> _Page extract_
━━━━━━━━━━━━━━━━━━━━

 

     Lt. John's son, Benjamin Clement, was the next to possess Clement Farm. At the time of his marriage, his father gave him "a lower room in the westerly end of my house, to him and his heirs forever, for parental love and affection", with one half the homestead lands. He afterward, received it all. Benjamin Clement served in the French War. He filled various town offices. On January 3rd 1775, when the town voted one hundred pounds for the relief of Boston, then suffering from the "Port Bill", he was one of the three men appointed from the North Parish, "to show each man of the town his proportion of the gift". He was on the "alarm list" in 1775, and a member of the Haverhill Company. He fought at Bunker Hill. Later, he served on a committee appointed to consider a new Constitution for Massachusetts, and was all his life, active in church affairs, having been made a Deacon before 1757. He also lies in the North Parish Burying Ground.

 

     In 1784, two years before his death, Benjamin Clement gave Clement Farm, with the pew in the meeting-house in Plaistow, to his son, John Clement. This John was known as Deacon John, to disctinguish him from his grandfather, Lt. John. He was born in Haverhill in 1755 and died in 1823. He was a member of Haverhill Company, which under CPT Joseph Eaton, of COL Johnson's Regiment, marched on the Alarm of the 19th of April in 1775, to Cambridge. He was a yoeman farmer, and a Deacon of the church. At his death, he left Clement Farm to his son Jesse.

 

     COL Jesse Clement built the house that now stands, soon after the farm came into his possession, manufacturing his own bricks. He also planted the fine old elm and ash trees near the house, and maples across the road. He was commissioned Colonel of the Fifth Regiment, Massachusetts State Militia, in 1816, and was a prominent member of the old North Parish Church. He died in 1871, his body lies in the old Burying Ground.
━━━━━━━━━━━━━━━━━━━━
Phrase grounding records
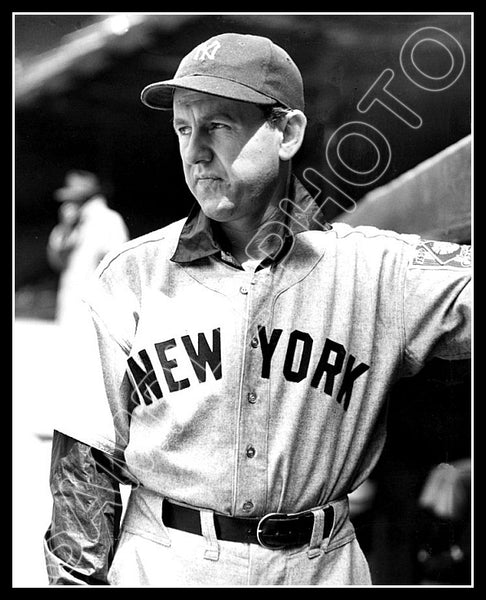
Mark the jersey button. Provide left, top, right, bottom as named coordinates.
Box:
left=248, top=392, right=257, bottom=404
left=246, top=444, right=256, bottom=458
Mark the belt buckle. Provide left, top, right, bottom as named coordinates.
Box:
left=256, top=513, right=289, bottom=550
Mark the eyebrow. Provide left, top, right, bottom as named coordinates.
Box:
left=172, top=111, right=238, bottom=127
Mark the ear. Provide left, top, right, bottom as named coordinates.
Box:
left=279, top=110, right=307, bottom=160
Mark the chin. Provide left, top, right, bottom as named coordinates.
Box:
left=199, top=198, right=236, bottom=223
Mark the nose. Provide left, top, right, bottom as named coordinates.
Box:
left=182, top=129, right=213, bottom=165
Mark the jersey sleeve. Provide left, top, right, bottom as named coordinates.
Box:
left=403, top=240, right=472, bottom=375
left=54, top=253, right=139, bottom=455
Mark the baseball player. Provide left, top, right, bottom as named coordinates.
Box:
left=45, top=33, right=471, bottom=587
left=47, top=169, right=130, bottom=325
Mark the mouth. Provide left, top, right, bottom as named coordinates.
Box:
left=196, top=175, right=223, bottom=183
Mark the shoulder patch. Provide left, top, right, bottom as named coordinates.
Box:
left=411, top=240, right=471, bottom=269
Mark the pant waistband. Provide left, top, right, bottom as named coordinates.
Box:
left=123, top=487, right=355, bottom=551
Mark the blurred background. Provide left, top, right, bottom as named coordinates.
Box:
━━━━━━━━━━━━━━━━━━━━
> _Try it_
Could you copy the passage of the Clement Farm history starting with "COL Jesse Clement" and going on through "old Burying Ground."?

> _Exercise response_
COL Jesse Clement built the house that now stands, soon after the farm came into his possession, manufacturing his own bricks. He also planted the fine old elm and ash trees near the house, and maples across the road. He was commissioned Colonel of the Fifth Regiment, Massachusetts State Militia, in 1816, and was a prominent member of the old North Parish Church. He died in 1871, his body lies in the old Burying Ground.